[[ THE DATA, beginning ]]

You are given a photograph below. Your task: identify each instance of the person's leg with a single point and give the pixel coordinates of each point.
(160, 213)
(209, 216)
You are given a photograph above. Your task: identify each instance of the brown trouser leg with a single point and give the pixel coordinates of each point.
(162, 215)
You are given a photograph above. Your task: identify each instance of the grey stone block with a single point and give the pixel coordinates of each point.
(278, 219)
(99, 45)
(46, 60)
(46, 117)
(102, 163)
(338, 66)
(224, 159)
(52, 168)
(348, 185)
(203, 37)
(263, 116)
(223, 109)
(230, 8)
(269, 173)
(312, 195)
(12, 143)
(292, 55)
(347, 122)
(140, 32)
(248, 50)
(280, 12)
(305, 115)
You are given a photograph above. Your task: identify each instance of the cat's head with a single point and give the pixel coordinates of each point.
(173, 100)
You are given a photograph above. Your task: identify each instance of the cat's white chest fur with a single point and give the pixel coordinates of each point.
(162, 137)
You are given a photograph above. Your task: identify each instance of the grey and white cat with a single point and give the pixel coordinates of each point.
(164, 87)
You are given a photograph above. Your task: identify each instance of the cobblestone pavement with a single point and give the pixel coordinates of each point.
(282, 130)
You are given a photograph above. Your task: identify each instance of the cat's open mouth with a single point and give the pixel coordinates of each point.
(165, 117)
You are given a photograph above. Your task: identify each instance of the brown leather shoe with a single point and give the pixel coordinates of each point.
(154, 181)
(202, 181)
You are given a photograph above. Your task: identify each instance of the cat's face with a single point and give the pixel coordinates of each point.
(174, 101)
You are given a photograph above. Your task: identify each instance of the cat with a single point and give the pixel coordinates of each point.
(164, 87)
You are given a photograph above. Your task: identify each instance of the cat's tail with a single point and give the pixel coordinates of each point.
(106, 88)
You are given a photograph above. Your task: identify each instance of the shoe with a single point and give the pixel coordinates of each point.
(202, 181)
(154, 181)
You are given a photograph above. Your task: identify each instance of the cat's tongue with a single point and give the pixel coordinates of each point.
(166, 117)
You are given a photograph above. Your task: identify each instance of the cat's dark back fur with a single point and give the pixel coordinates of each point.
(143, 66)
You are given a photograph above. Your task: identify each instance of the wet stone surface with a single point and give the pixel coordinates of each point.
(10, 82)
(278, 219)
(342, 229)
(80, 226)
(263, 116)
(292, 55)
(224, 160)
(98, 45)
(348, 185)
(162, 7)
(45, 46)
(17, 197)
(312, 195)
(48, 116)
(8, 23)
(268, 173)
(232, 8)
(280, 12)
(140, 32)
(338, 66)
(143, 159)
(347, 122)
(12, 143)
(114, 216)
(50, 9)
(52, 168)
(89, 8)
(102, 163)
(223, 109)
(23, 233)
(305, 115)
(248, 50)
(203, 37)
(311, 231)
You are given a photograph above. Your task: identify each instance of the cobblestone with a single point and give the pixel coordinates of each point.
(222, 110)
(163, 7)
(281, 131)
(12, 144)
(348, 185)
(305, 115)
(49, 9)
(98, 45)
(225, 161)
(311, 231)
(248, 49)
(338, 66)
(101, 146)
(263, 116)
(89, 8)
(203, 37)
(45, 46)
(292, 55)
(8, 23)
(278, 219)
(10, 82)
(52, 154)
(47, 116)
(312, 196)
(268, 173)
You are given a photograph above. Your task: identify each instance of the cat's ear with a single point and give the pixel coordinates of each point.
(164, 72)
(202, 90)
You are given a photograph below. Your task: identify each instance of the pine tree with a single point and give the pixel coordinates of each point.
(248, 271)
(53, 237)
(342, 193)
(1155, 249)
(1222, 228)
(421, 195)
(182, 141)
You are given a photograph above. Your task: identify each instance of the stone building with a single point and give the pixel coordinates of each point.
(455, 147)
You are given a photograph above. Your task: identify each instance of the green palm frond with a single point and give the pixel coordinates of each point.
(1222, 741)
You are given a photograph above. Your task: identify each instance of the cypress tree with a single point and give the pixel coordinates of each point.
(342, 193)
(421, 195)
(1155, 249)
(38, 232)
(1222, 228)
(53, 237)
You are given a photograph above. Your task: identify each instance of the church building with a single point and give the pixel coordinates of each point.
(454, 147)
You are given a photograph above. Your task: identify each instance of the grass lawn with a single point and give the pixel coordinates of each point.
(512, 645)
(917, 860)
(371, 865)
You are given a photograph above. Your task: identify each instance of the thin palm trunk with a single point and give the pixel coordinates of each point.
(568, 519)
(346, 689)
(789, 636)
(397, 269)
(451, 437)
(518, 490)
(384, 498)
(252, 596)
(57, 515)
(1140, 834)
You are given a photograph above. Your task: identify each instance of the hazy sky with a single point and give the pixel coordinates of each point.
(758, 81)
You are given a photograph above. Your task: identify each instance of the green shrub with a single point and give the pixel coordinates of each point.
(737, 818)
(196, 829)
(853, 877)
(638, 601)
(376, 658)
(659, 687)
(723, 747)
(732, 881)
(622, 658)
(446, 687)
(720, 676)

[[ THE DATA, end ]]

Once you have read the records above, set each one down again exactly.

(WORKED SOLUTION)
You are given a photograph below. Your task: identify each instance of the person's leg with a single point and give the pixel coordinates of each point.
(160, 213)
(209, 216)
You are given a photograph above. Your task: identify each instance of the brown trouser leg with a single point and give the pixel coordinates of each point.
(162, 215)
You are given a photograph above. Your task: identify each instance of the grey stone block with a single point and give the pixel coordinates of each point.
(278, 219)
(99, 45)
(46, 60)
(46, 117)
(102, 163)
(338, 66)
(224, 159)
(52, 168)
(348, 185)
(203, 37)
(263, 116)
(223, 109)
(230, 8)
(269, 173)
(312, 195)
(12, 143)
(292, 55)
(347, 122)
(140, 32)
(248, 50)
(280, 12)
(305, 115)
You are given a photograph above. Your task: identify each instance of the cat's head with a single point and give the pixel coordinates of each point.
(173, 100)
You are given a photograph above. Your task: identify each instance of the cat's white chest fur with a single point and give the pixel coordinates of each point.
(162, 137)
You are given a photograph above. Your task: identify each instance of the grey and white cat with a single point and give the pixel coordinates of each point.
(164, 87)
You are given a photograph above. Your task: identify each instance of the cobblestone pavement with a single point and give the pixel coordinates of each point.
(282, 130)
You are given a photograph above. Your task: identify each instance of the cat's open mouth with a single point and give the pixel coordinates of each point.
(165, 117)
You are given a photograph above. Your task: identify each instance of the brown leather shoe with a single point and give the pixel coordinates of each point.
(154, 181)
(202, 181)
You are given a photograph above. Your task: identify each instance of the cat's face with a single point and give the pixel coordinates of each point.
(174, 101)
You are given a photograph above. Your task: identify each instance of the cat with a single point and give the pixel coordinates of each point.
(164, 87)
You are given a photograph above. Your task: identify each instance of the cat's tail with a single point and give the pixel coordinates of each point.
(106, 88)
You are given a photograph above. Your task: identify each instance of the shoe with a single point and give the pixel coordinates of each point.
(202, 181)
(154, 181)
You are given a photograph above. Your task: identify each instance of the cat's tongue with a single point and give the pixel coordinates of each point.
(166, 117)
You are given a photograph above. Your task: identify each instance of the cat's dark back fur with a single point and give the pixel coordinates of each point.
(143, 66)
You are given a photograph above. Your task: identify each instance of the wet stone surface with a single point and give the pixel coordinates of each point.
(10, 82)
(278, 219)
(342, 229)
(80, 226)
(263, 116)
(292, 55)
(224, 160)
(98, 45)
(348, 185)
(162, 7)
(45, 46)
(17, 197)
(312, 195)
(48, 116)
(8, 23)
(268, 173)
(232, 8)
(280, 12)
(140, 32)
(338, 66)
(143, 159)
(347, 122)
(12, 143)
(114, 216)
(50, 9)
(52, 168)
(89, 8)
(102, 163)
(223, 109)
(23, 233)
(305, 115)
(248, 50)
(203, 37)
(311, 231)
You are given a photograph above. Your task: identify each instance of the cobblestone with a single point and give the pixel coordinates of each point.
(222, 110)
(163, 7)
(281, 131)
(12, 144)
(348, 185)
(305, 115)
(49, 9)
(98, 45)
(225, 161)
(311, 231)
(248, 49)
(338, 66)
(101, 146)
(263, 116)
(89, 8)
(203, 37)
(45, 46)
(292, 55)
(8, 23)
(278, 219)
(10, 82)
(52, 154)
(47, 116)
(312, 196)
(268, 173)
You are given a photograph above. Your task: identify each instance of the cat's ear with a single point and give the pixel coordinates of each point.
(164, 72)
(202, 90)
You are given a photograph below. Your task: identify each instance of the pine tree with a single point and give the pixel coordinates of each point.
(248, 271)
(53, 237)
(342, 193)
(1155, 249)
(1222, 228)
(421, 195)
(182, 141)
You are given a photograph above. Your task: identify each instance of the stone building with a single point and give the pixel coordinates of each point.
(455, 147)
You are given a photograph above. Your task: identify each instance of the green palm frond with a single point and give the pixel coordinates of each point.
(1222, 741)
You are given a photograph above. Your task: identify each instance of the cypress tree with a single point and give the pixel coordinates of each point.
(342, 193)
(421, 195)
(1155, 249)
(38, 232)
(1222, 228)
(53, 237)
You are given a photograph above. Your task: identify each instance of the church building with a single point and give the pixel coordinates of each point.
(454, 147)
You are given a photograph above. Your task: identify each instance of the grass lawn with a single point and give the pixel coordinates of each point.
(512, 645)
(917, 860)
(371, 865)
You are given a photograph above. Your task: identify each instance of the thin palm trunk with a single point and give the pixel coordinates of each point.
(568, 519)
(346, 689)
(789, 636)
(397, 269)
(451, 437)
(518, 490)
(384, 498)
(252, 596)
(57, 515)
(1140, 834)
You are given a photograph above. Your task: identify each instance of the hazy sky with a single point and give the pixel coordinates of each point.
(758, 81)
You are given a photograph above. Your task: identify each instance of the green shrub with a single point and give the pixel coordinates of each point.
(737, 818)
(196, 829)
(853, 877)
(638, 601)
(376, 658)
(659, 687)
(723, 747)
(732, 881)
(622, 658)
(446, 687)
(720, 676)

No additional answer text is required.